[START SELECTED PASSAGE]

What’s the Most Difficult Thing About Writing?
The most difficult thing about writing may be developing a workable writing schedule.
Well, for most of us it isn’t coming up with ideas, plotting, characterization, story arcs, subplots or any of the nitty-gritty aspects of our craft.
If we’re already professional writers, then it isn’t finishing what we start, either. Those are all problems new writers face. They may tax a professional writer from time to time, but in no sense are they the greatest challenge to writers.
I think it’s almost universally accepted that the most difficult thing any writer has to achieve is the habit of consistent and regular production.
Putting artistic merit aside, it’s the ability to work to a writing schedule, to meet deadlines, to persevere and be consistent in her writing practice, which sets the professional writer apart from the amateur, the aspiring writer or the “wannabe.”
Treat Writing as Your Job – Especially If It Is Your Job!
I can’t help being reminded of the now ubiquitous quotation from Stephen King, “Amateurs sit and wait for inspiration, the rest of us just get up and go to work.”
Consistency and perseverance are the keys to success as a writer.
Talent matters. Creativity counts. Without imagination we are nothing. But no matter how much talent, how much creativity, and how powerful a writer’s imagination, her writing will never be a real business – enabling her to write for a living so she can continue to live for her writing – unless she develops sound habits of consistent and regular production.
It’s one thing to write often. It’s another thing to hit high word counts. This isn’t an argument about quantity or frequency; it’s about consistency and regularity.

[END SELECTED PASSAGE]

= REQUIREMENTS =
• A. In the passage on writing habits, what are the keys to success as a writer?
• B. Transcribe the part of the passage on writing habits that opens with the words containing "Talent matters. Creativity" and closes with "consistency and regularity.".
• C. Render this sentence from the passage on writing habits in Spanish: "I think it’s almost universally accepted that the most difficult thing any writer has to achieve is the habit of consistent and regular production."

[START INFORMATION GIVEN]

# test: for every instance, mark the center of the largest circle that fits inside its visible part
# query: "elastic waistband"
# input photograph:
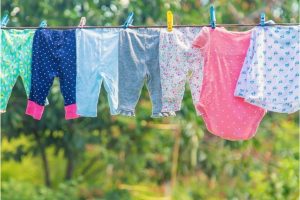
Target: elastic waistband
(143, 31)
(182, 30)
(18, 31)
(101, 30)
(55, 31)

[END INFORMATION GIVEN]

= OUTPUTS IN ORDER =
• A. Consistency and perseverance.

• B.
Talent matters. Creativity counts. Without imagination we are nothing. But no matter how much talent, how much creativity, and how powerful a writer’s imagination, her writing will never be a real business – enabling her to write for a living so she can continue to live for her writing – unless she develops sound habits of consistent and regular production.
It’s one thing to write often. It’s another thing to hit high word counts. This isn’t an argument about quantity or frequency; it’s about consistency and regularity.

• C. Creo que se acepta casi universalmente que lo más difícil que cualquier escritor tiene que lograr es el hábito de una producción constante y regular.